Fragmento elegido =
========

Pero fue más generoso aun con los que pudimos entrar en su universo personal, ese al que te invitaba sin demasiados procesos de selección. Le bastaba con observarte, mirar por debajo de las gafas con esa mirada curtida en los barrios y los dos lados de las barras, allí donde se forjan los rebeldes. Si le entrabas por el ojo eras de su tribu. Y allí siempre se siente el calor del hogar. El calor de las brasas.

========

Entradas =

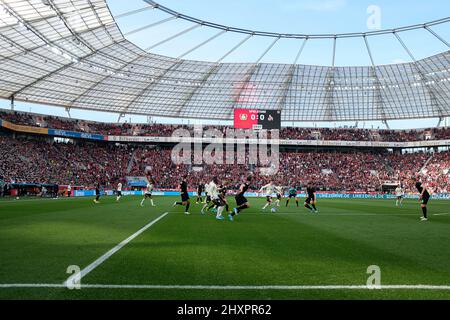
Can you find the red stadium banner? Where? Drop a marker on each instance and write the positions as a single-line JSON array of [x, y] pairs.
[[245, 118], [257, 119]]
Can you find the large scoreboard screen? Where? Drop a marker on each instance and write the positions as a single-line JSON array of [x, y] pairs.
[[257, 119]]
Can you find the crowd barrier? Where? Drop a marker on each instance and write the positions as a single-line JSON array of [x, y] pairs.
[[90, 193]]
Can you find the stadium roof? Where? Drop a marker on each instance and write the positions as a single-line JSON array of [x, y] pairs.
[[71, 53]]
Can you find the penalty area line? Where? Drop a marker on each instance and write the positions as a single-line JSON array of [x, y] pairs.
[[78, 276], [218, 287]]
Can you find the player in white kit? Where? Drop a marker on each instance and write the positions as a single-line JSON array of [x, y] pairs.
[[399, 193], [269, 190], [148, 193], [119, 191]]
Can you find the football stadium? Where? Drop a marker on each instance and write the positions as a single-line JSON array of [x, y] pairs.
[[173, 150]]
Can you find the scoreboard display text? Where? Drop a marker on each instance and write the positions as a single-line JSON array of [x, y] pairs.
[[257, 119]]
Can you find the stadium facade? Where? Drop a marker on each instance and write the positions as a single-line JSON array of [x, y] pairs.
[[73, 54]]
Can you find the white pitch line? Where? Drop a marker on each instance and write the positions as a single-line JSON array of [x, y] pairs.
[[345, 214], [218, 287], [78, 276]]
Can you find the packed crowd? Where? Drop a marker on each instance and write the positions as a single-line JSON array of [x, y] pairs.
[[85, 164], [163, 130]]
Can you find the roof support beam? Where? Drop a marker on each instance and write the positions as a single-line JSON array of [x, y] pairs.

========

Lo que se pide =
Transcribe, por favor, el fragmento completo sin alterar una sola palabra. Las entradas son un material independiente del fragmento.

Resultado del ejercicio =
Pero fue más generoso aun con los que pudimos entrar en su universo personal, ese al que te invitaba sin demasiados procesos de selección. Le bastaba con observarte, mirar por debajo de las gafas con esa mirada curtida en los barrios y los dos lados de las barras, allí donde se forjan los rebeldes. Si le entrabas por el ojo eras de su tribu. Y allí siempre se siente el calor del hogar. El calor de las brasas.